TAREA A REALIZAR
Según el fragmento sobre la película Tríptico, ¿quiénes codirigen esta ópera prima?

FRAGMENTO DE PÁGINA
....

En el epicentro de Tríptico encontramos tres lienzos: dos de ellos terminados, y el tercero en blanco. Una sencilla imagen que sugiere no pocas cuestiones una vez comprendido el origen de esos dos cuadros y el vacío que deja el tercero: su naturaleza, su significado… incluso su simple designio esbozan una suerte de misterio que en realidad se diluye pero dota de un sentido muy específico a esta ópera prima co-dirigida entre Daniel Grandes, María Martín-Maestro Almansa y Albert Olivé. ¿A dónde nos llevan las imágenes que creamos? ¿desplazan su propio valor intrínseco dando pie a una comprensión distinta de la realidad? ¿pueden llegar a vulnerarla en algún momento? Preguntas todas que contemplan el vaivén narrativo y conceptual del film que nos ocupa, y sobre las que se asientan tanto las oscilaciones que irán concretando la relación que sostienen Ana y Lucas como un componente metacinematográfico que se desvelará poco a poco, otorgando una representación propia a aquello que les mueve o, simplemente, generando dudas e incertidumbre acerca de su vínculo y de su misma imagen como pareja.

....

ENTRADAS DEL MATERIAL
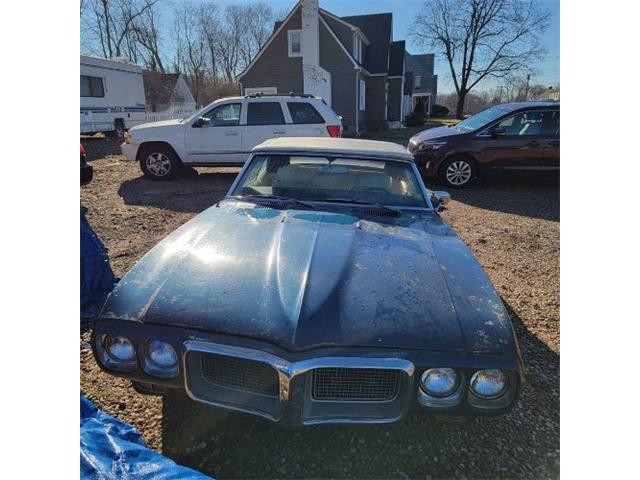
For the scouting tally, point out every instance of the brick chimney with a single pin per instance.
(317, 81)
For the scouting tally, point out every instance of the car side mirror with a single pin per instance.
(498, 132)
(439, 200)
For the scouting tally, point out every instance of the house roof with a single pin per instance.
(419, 64)
(396, 58)
(159, 88)
(377, 29)
(336, 146)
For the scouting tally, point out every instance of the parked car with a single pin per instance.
(224, 132)
(514, 136)
(324, 288)
(86, 169)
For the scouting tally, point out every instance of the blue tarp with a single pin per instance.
(96, 278)
(111, 449)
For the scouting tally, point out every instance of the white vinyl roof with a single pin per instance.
(336, 146)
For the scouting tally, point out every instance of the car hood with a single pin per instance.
(163, 123)
(302, 279)
(434, 134)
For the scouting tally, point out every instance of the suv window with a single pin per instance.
(522, 124)
(91, 86)
(264, 113)
(227, 115)
(551, 123)
(302, 112)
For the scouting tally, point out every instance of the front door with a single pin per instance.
(521, 143)
(216, 138)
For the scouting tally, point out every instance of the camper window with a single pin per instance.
(91, 86)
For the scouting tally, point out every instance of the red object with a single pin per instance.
(334, 130)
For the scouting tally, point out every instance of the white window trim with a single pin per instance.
(357, 47)
(290, 33)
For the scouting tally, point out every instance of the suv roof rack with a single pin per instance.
(290, 94)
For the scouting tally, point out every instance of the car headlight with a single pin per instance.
(120, 348)
(162, 354)
(440, 382)
(160, 359)
(489, 384)
(430, 146)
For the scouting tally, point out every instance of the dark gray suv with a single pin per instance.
(513, 136)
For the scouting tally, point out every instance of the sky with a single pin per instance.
(403, 12)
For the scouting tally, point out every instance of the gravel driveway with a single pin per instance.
(512, 225)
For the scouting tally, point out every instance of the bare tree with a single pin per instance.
(209, 24)
(146, 32)
(259, 18)
(482, 38)
(111, 23)
(191, 50)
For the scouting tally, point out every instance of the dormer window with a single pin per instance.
(295, 43)
(357, 48)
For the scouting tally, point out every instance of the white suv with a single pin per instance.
(224, 132)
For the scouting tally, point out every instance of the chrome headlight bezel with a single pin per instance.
(430, 146)
(451, 399)
(155, 368)
(491, 374)
(503, 399)
(446, 375)
(113, 362)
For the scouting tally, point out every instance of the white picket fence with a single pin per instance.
(168, 115)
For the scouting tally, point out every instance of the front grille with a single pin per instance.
(240, 373)
(354, 384)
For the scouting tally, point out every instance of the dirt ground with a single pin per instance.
(512, 225)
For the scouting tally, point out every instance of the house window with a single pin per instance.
(91, 86)
(295, 43)
(357, 48)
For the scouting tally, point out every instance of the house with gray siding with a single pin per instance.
(352, 62)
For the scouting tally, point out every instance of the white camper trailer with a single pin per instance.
(111, 95)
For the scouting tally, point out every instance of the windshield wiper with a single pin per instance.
(278, 198)
(362, 202)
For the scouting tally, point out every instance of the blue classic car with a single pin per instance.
(324, 288)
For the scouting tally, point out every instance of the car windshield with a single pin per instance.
(481, 119)
(339, 180)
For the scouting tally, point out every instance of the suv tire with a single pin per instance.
(159, 162)
(457, 172)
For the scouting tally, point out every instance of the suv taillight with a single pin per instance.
(334, 130)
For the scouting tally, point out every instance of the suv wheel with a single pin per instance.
(159, 163)
(457, 172)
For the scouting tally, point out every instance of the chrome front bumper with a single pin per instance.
(294, 402)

....

SOLUCIÓN DEL EJERCICIO
Daniel Grandes, María Martín-Maestro Almansa y Albert Olivé.